[Reading text]:
[Start of section]

|Publication number||US6176278 B1|
|Application number||US 09/305,014|
|Publication date||Jan 23, 2001|
|Filing date||May 4, 1999|
|Priority date||May 5, 1998|
|Also published as||US6149110, WO1999057041A1|
|Publication number||09305014, 305014, US 6176278 B1, US 6176278B1, US-B1-6176278, US6176278 B1, US6176278B1|
|Inventors||David R. Gill, John F. Simonof, Jr., Keith Sterner|
|Original Assignee||Flexicon Corporation|
|Export Citation||BiBTeX, EndNote, RefMan|
|Patent Citations (33), Non-Patent Citations (5), Referenced by (11), Classifications (9), Legal Events (4)|
|External Links: USPTO, USPTO Assignment, Espacenet|
This application claims the benefit of U.S. Provisional application Ser. No. 60/084,316 filed May 5, 1998.
1. Field of the Invention
The present invention generally relates to a bag holding apparatus. More particularly, the invention relates to a bag holding apparatus which allows easier loading, unloading and movement of bags.
2. Description of the Prior Art
Large bag like containers are often used for the shipment of bulk materials from one location to another. These bulk bags have a capacity ranging from twenty cubic feet up to seventy cubic feet and may vary in size from thirty-five inches wide by thirty-five inches long by twenty-three inches high up to the same width and length bag having a height of eighty-two inches unfilled.
These bags are constructed with bag loops on the top of the bag which are used for transporting the bags from one location to another and also for holding the bags while they are being filled in a filling machine. The bag loops are generally constructed of a strong web-like material which is sewn onto the upper corners of the square bag. The bulk bags also include an upper inlet spout which is connected to a bag filling apparatus provided in conjunction with the holding apparatus. The material to be loaded into the bag is fed through the filling apparatus, through the inlet spout, and into the bag.

[End of section]

Records taken from a dataset:
[Start of section]

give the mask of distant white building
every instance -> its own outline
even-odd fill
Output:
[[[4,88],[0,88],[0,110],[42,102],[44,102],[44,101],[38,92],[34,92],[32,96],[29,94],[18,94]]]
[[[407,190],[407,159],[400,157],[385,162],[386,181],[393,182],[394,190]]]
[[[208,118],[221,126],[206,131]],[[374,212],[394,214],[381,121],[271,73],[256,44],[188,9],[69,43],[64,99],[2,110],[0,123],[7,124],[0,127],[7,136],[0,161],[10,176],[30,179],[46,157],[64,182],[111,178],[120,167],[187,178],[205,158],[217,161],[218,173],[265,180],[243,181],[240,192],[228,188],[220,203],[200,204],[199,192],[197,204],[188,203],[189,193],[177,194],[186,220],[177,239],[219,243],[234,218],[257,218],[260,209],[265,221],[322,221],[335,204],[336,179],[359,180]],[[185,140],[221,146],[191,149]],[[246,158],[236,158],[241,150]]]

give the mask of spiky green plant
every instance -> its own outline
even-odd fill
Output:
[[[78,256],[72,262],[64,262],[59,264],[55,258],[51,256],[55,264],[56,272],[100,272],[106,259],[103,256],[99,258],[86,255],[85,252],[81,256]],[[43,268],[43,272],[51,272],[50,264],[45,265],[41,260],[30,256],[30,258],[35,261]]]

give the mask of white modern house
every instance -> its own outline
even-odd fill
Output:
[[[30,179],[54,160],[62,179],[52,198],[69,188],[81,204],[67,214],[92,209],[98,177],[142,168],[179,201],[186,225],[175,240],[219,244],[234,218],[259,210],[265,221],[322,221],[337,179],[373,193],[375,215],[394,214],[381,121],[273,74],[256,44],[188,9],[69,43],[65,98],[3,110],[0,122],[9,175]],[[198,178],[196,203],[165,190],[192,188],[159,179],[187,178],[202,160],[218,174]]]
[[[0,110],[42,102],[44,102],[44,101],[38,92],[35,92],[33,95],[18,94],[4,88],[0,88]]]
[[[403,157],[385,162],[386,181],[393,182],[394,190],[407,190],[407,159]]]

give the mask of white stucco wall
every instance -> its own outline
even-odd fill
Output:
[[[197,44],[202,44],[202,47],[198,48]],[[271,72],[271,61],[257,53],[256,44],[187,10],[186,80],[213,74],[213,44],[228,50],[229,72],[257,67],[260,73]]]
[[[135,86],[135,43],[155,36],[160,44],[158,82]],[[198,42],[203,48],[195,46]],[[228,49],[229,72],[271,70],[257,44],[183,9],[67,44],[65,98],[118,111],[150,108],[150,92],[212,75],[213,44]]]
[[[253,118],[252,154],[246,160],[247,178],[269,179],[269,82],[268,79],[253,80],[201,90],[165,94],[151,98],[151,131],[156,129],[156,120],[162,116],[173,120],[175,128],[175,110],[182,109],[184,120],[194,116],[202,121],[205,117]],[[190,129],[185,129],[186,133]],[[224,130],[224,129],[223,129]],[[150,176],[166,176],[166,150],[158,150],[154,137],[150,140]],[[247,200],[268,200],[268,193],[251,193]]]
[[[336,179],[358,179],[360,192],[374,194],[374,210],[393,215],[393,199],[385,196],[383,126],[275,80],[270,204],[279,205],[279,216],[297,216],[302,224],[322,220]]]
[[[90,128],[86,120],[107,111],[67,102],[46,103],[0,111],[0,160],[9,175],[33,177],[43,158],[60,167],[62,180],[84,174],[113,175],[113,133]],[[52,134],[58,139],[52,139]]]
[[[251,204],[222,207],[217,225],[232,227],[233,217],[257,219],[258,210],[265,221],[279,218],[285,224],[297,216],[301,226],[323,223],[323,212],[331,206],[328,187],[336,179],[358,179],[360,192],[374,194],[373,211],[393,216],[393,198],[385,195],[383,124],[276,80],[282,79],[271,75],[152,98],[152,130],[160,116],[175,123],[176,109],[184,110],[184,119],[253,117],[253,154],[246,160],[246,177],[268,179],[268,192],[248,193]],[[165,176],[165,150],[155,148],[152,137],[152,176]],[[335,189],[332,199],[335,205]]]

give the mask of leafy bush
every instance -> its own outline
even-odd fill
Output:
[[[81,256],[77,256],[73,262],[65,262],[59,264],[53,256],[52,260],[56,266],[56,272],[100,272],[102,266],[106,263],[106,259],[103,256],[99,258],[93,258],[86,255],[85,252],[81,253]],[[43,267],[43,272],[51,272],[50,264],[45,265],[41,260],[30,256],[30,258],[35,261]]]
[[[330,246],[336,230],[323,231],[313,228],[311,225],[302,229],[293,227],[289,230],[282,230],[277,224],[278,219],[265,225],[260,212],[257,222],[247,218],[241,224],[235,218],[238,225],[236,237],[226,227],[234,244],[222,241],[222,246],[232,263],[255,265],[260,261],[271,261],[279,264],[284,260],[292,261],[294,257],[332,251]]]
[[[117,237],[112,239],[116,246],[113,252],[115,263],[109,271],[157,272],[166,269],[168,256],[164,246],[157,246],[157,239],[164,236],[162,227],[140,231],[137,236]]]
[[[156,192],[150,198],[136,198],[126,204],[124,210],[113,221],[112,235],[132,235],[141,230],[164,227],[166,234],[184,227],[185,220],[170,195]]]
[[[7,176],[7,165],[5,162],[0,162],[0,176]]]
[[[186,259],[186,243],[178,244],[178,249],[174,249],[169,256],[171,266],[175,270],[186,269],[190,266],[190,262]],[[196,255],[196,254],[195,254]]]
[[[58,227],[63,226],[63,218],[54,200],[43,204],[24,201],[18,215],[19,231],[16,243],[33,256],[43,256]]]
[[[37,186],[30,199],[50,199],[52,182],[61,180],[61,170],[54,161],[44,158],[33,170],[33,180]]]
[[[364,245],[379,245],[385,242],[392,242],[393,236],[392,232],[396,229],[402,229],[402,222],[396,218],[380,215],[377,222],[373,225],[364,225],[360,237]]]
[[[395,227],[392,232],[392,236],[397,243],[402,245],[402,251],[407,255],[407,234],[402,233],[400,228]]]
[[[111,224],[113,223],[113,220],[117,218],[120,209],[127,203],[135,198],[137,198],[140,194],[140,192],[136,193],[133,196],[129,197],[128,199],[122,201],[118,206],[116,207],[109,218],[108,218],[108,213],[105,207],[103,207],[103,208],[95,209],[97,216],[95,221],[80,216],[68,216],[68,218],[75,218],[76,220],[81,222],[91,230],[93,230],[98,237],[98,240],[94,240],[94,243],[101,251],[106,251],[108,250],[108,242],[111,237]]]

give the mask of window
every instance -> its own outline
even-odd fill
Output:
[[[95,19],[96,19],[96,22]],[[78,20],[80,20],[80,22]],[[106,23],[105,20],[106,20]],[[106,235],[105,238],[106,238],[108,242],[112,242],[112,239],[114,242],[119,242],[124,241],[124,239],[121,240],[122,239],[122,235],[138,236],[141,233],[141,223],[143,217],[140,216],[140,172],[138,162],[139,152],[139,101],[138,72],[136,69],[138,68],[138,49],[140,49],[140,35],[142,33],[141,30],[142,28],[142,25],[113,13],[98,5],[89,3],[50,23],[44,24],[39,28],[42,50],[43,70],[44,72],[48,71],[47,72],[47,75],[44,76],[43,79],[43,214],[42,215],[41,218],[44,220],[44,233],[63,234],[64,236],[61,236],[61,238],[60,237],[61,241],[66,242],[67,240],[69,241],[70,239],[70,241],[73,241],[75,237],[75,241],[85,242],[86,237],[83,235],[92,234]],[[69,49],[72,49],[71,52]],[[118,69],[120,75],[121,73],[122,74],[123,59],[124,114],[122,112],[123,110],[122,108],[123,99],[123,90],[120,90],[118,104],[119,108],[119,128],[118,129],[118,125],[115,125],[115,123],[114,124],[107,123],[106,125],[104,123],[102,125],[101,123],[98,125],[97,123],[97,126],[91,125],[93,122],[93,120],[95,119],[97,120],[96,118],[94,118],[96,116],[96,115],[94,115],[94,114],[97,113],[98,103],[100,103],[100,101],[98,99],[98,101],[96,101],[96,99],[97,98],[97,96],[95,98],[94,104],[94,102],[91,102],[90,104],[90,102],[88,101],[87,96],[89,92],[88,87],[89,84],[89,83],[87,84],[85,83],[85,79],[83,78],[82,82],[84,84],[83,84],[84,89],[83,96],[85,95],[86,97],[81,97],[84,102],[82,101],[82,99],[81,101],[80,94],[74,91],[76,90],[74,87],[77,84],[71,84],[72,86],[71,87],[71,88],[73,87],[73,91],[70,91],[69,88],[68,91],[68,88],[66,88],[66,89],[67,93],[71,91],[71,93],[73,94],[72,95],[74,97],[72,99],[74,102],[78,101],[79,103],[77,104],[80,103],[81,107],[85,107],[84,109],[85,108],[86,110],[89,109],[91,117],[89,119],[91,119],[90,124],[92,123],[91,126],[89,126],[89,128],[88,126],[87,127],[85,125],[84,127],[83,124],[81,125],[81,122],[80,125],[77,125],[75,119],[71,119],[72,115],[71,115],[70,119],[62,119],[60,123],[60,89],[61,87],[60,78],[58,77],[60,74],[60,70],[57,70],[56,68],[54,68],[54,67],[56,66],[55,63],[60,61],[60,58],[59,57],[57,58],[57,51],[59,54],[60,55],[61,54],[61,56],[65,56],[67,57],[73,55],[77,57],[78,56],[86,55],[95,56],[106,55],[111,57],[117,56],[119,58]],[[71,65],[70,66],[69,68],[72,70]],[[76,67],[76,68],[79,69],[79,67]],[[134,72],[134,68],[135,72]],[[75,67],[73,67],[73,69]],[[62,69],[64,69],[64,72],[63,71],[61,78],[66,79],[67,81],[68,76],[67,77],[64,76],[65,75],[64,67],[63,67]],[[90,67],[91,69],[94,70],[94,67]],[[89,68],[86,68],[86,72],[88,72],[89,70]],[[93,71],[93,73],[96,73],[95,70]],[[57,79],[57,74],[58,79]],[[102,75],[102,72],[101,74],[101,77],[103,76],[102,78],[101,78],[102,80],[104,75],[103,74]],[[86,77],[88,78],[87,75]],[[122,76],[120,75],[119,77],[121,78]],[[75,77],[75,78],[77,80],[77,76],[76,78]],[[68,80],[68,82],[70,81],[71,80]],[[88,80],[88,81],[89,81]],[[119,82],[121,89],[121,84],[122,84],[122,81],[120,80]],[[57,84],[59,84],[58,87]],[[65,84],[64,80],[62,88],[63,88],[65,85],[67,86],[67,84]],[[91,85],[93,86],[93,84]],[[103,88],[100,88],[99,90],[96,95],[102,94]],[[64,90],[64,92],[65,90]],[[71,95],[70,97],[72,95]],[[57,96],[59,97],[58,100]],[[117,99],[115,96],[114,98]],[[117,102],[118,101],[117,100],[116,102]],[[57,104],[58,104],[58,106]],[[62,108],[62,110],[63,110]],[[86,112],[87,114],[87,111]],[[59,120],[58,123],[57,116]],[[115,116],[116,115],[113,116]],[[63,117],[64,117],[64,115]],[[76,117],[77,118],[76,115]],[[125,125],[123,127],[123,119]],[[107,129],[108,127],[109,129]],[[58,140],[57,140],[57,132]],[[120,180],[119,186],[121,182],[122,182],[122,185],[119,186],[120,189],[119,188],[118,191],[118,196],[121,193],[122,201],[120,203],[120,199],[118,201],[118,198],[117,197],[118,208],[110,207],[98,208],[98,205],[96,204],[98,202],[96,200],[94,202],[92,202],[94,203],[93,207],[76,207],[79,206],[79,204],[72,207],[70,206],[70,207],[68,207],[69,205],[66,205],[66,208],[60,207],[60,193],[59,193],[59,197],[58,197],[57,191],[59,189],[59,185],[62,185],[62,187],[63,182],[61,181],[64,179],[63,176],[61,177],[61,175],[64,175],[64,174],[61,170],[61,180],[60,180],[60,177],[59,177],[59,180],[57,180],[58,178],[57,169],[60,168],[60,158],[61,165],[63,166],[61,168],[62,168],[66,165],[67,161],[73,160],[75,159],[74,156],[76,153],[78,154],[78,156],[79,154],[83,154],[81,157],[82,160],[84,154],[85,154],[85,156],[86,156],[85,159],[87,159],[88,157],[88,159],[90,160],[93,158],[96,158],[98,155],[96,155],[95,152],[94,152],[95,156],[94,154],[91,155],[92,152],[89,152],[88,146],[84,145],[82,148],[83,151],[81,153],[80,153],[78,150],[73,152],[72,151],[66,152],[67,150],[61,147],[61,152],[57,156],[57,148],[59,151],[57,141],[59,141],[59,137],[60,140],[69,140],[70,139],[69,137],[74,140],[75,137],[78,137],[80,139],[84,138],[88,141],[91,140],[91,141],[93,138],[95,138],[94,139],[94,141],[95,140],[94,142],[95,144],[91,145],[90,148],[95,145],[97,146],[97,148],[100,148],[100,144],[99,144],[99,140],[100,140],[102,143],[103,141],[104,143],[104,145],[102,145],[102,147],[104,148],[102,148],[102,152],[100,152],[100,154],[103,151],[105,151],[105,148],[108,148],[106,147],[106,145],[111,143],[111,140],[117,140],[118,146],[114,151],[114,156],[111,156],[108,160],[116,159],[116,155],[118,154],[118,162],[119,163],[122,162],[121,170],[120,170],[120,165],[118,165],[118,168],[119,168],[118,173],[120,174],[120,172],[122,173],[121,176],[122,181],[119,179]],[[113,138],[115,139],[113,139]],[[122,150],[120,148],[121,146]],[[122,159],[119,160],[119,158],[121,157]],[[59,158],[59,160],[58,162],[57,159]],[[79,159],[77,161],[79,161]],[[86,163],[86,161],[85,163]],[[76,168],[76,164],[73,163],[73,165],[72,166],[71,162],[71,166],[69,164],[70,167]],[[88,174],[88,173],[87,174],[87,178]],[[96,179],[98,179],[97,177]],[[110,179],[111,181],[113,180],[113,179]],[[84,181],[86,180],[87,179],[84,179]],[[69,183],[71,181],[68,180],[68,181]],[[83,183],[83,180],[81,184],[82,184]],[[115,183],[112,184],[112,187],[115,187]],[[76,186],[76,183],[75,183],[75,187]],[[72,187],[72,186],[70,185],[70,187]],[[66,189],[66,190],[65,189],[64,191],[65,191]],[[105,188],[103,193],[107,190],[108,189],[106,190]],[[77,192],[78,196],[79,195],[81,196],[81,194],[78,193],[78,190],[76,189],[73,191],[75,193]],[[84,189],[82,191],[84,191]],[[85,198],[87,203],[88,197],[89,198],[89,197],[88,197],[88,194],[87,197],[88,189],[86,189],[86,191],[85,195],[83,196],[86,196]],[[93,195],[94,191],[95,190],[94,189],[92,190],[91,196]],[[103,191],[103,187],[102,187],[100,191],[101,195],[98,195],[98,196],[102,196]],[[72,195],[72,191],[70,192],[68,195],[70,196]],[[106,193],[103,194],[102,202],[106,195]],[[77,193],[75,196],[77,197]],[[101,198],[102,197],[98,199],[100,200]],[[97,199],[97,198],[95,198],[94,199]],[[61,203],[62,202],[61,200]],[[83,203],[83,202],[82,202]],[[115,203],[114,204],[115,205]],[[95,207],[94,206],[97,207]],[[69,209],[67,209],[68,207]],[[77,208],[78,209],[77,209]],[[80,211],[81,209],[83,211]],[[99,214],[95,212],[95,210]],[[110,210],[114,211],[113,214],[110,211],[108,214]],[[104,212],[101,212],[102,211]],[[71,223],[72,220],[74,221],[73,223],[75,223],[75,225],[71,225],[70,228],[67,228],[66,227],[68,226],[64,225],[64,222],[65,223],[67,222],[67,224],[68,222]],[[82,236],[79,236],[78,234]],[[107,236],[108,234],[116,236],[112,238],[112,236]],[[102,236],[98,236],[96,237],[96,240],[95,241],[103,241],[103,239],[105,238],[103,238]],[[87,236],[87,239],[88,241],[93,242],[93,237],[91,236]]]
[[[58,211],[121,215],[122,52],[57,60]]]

[End of section]

[Action item]:
Carry the patent text on the bag holding apparatus forward from the point where it stops. The records have no connection to the patent text about the bag holding apparatus.

[Task result]:
Many prior art bag holding devices include hooks for holding the bag loops while the bag is filled. The hooks are mounted on a horizontal frame which is moveably mounted on the holding apparatus frame. Typical holding apparatus frames include either four posts at the corners of the device or two posts at the rear of the device from which the horizontal frame is cantilevered. These prior art devices generally encounter problems in installing and removing the bags from the holding apparatus since the posts often encumber connection of the loops or the inlet spout.
The horizontal frames are generally moved up and down using hydraulics, pneumatics or screw drives. Since these prior art holding devices are generally very bulky, the drive mechanisms must be rather substantial in order to provide the large forces needed to move the horizontal frame. These drive mechanisms are typically limited in their range of motion or must be even more massive. The limited range of motion can be a problem if, for example, it is desired to move the filling apparatus away from the bag after filling to facilitate removal thereof. Additionally, the cantilevered horizontal frames require additional force to overcome the torsional force on the front of the frame.
As such, there is a need for a bag holding apparatus which allows easier loading, unloading and control of a bag.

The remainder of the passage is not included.